GOAL
Replace every "instance" with "occurrence" in all of the entries below and keep everything else the same. Omit the pictures from your answer.

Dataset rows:
──────────
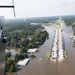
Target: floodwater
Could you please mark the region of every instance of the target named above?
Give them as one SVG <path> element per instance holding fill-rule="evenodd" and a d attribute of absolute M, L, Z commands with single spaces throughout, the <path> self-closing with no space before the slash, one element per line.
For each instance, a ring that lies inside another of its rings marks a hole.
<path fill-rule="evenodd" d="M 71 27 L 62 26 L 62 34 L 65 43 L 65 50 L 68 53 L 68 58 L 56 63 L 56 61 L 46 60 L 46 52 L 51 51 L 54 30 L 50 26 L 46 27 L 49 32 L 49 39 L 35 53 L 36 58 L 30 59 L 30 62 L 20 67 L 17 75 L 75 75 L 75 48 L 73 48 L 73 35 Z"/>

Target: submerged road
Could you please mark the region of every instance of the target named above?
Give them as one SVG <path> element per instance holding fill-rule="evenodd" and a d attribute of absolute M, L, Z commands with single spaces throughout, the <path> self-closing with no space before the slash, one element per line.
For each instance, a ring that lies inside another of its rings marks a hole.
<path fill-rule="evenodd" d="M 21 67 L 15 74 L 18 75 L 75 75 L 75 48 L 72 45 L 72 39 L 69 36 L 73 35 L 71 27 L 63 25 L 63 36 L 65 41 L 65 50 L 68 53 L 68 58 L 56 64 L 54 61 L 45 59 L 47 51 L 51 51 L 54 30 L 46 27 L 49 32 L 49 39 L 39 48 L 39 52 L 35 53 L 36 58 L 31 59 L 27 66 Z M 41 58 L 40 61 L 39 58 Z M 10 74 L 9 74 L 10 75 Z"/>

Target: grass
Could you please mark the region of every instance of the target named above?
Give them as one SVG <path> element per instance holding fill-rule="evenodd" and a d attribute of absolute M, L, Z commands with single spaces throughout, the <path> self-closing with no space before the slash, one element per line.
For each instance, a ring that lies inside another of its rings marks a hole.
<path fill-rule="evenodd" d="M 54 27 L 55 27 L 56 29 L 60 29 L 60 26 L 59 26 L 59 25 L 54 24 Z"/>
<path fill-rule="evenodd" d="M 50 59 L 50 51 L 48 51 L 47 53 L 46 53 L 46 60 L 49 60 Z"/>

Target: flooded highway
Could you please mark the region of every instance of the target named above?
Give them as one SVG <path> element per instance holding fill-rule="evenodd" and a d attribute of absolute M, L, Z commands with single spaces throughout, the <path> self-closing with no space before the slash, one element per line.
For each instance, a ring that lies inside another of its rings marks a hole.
──────────
EXERCISE ANSWER
Target: floodwater
Could you please mark the region of every occurrence of the target named above?
Give them as one SVG <path> element per occurrence holding fill-rule="evenodd" and a d attribute of absolute M, L, Z commands with single spaces throughout, the <path> self-closing with no space before the slash, one element per line.
For each occurrence, a ring that lies inside another of its rings marks a hole.
<path fill-rule="evenodd" d="M 71 27 L 62 26 L 62 34 L 65 43 L 65 50 L 68 53 L 68 58 L 56 63 L 56 61 L 46 60 L 46 52 L 51 51 L 54 30 L 50 26 L 46 27 L 49 32 L 49 39 L 35 53 L 36 58 L 30 59 L 30 62 L 20 67 L 17 75 L 75 75 L 75 48 L 73 48 L 73 35 Z"/>

Target: submerged road
Could you please mark the region of every occurrence of the target named above?
Give them as one SVG <path> element per occurrence holding fill-rule="evenodd" and a d attribute of absolute M, L, Z commands with single spaces throughout, the <path> self-closing with no space before the slash, one element per line.
For each occurrence, a ring that lies inside another of its rings marks a hole.
<path fill-rule="evenodd" d="M 21 67 L 15 74 L 18 75 L 75 75 L 75 48 L 72 45 L 72 39 L 69 36 L 73 35 L 71 27 L 63 25 L 63 36 L 65 41 L 65 50 L 68 53 L 68 58 L 56 64 L 54 61 L 45 59 L 47 51 L 51 51 L 54 30 L 46 27 L 49 32 L 49 39 L 39 48 L 39 52 L 35 53 L 36 58 L 31 59 L 27 66 Z M 41 58 L 40 61 L 39 58 Z M 10 74 L 9 74 L 10 75 Z"/>

Target: grass
Could you please mark the region of every occurrence of the target named above?
Give them as one SVG <path> element per occurrence holding fill-rule="evenodd" and a d attribute of absolute M, L, Z commands with single spaces throughout, the <path> self-closing with no space before the slash, one element per line.
For each occurrence, a ring that lies inside another of its rings marks a hole.
<path fill-rule="evenodd" d="M 54 27 L 55 27 L 56 29 L 60 29 L 60 26 L 59 26 L 59 25 L 54 24 Z"/>
<path fill-rule="evenodd" d="M 50 59 L 50 51 L 48 51 L 47 53 L 46 53 L 46 60 L 49 60 Z"/>

Target: flooded highway
Could you please mark the region of every occurrence of the target named above?
Give them as one SVG <path> element per occurrence holding fill-rule="evenodd" and a d attribute of absolute M, L, Z commands with single spaces throughout, the <path> self-closing with no space before the slash, one element per line.
For each occurrence, a ring that lies inside another of its rings marks a hole.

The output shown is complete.